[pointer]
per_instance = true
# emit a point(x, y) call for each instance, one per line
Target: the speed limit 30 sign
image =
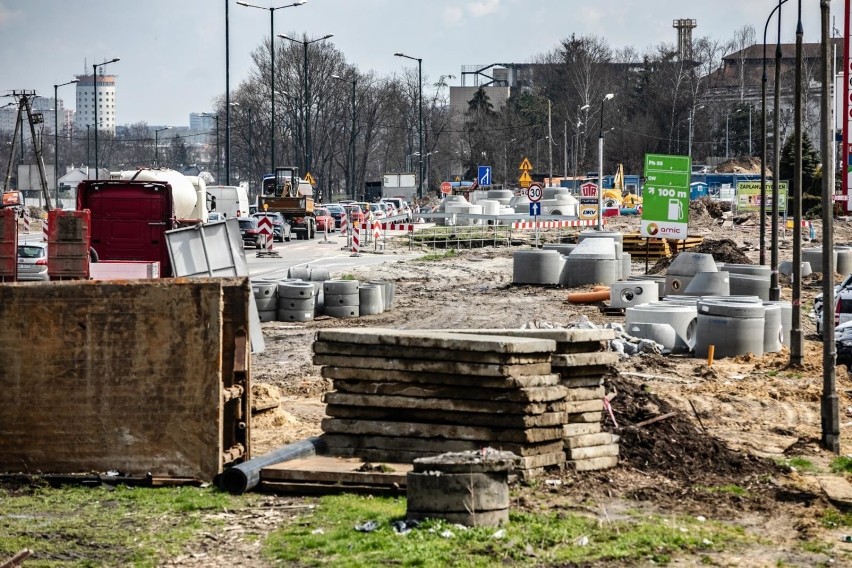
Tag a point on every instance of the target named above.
point(534, 192)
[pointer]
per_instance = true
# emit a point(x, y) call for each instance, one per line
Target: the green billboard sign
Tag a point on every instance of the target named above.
point(665, 197)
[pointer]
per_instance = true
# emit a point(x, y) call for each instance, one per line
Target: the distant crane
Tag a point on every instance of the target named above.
point(24, 101)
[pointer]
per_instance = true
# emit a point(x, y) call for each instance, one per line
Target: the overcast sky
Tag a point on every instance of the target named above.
point(173, 51)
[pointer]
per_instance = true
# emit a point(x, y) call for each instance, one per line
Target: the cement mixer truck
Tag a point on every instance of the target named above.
point(132, 210)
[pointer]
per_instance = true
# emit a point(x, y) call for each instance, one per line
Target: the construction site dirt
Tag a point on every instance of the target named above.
point(686, 427)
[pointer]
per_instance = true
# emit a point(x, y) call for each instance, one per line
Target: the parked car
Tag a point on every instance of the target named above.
point(377, 210)
point(843, 305)
point(338, 211)
point(325, 222)
point(280, 226)
point(32, 262)
point(250, 232)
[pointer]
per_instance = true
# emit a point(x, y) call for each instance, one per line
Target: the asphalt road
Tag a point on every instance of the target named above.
point(332, 255)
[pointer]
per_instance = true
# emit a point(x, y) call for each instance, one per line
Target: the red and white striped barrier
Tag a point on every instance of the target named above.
point(356, 239)
point(554, 224)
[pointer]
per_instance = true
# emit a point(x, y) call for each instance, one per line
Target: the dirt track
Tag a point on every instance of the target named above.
point(734, 422)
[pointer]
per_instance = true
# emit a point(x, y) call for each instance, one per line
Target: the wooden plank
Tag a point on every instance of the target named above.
point(427, 366)
point(435, 340)
point(419, 430)
point(302, 488)
point(442, 417)
point(450, 404)
point(330, 469)
point(389, 351)
point(532, 394)
point(435, 446)
point(505, 383)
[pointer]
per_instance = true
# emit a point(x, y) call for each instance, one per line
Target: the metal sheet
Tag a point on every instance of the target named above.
point(214, 250)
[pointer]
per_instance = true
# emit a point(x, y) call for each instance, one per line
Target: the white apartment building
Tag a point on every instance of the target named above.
point(86, 90)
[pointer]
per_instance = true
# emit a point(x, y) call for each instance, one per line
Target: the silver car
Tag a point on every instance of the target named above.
point(32, 262)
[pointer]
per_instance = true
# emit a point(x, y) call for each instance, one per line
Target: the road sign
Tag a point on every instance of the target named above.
point(534, 192)
point(748, 196)
point(589, 189)
point(484, 175)
point(665, 200)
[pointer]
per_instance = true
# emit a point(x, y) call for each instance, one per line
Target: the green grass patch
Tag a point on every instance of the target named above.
point(437, 256)
point(841, 464)
point(104, 526)
point(327, 536)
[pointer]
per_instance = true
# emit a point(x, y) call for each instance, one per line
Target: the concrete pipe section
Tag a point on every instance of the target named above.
point(594, 261)
point(733, 328)
point(370, 300)
point(750, 285)
point(786, 319)
point(709, 284)
point(537, 267)
point(773, 331)
point(814, 256)
point(786, 268)
point(632, 293)
point(661, 333)
point(683, 320)
point(683, 268)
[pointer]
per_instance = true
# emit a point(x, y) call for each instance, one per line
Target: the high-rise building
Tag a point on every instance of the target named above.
point(105, 90)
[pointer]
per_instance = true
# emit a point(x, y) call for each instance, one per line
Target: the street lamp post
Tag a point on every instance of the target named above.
point(307, 106)
point(157, 144)
point(272, 71)
point(56, 137)
point(216, 118)
point(97, 104)
point(351, 189)
point(608, 96)
point(420, 114)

__________

→ What the task requires: A verbatim transcription is needed of the lines above, starting at the line with "Target: the green billboard sign" and ending at the line with "Target: the asphalt road", both included, and of nothing else.

→ Your response:
Target: the green billboard sign
Tag a point on every instance of the target named above.
point(665, 197)
[pointer]
per_instance = true
# emit a point(x, y) call for each instance, one per line
Target: the distant crane
Tag a point on every instance of the target named above.
point(24, 101)
[pointer]
per_instance = true
# emit a point(x, y) call for each instance, one per line
Target: the overcast sky
Tag a point on every instance of the target named above.
point(173, 51)
[pointer]
per_instance = true
# emit a point(x, y) call for each instance, one per line
Target: the cement mixer truck
Tag a point on every instance of the target named above.
point(132, 210)
[pointer]
per_instance = true
# emit a point(x, y) call for each instance, one per line
Target: the construction site dirt
Tag a point on every instance of the target named above.
point(686, 427)
[pointer]
per_instance = true
# emit a point(x, y) call for each instance, one per line
Target: the parked car
Tag a point on every instance of the target named above.
point(377, 210)
point(843, 305)
point(338, 211)
point(325, 222)
point(280, 226)
point(32, 262)
point(250, 232)
[pointer]
per_instance = true
# emit a point(x, y) call for each instance, one per line
Target: the asphalt road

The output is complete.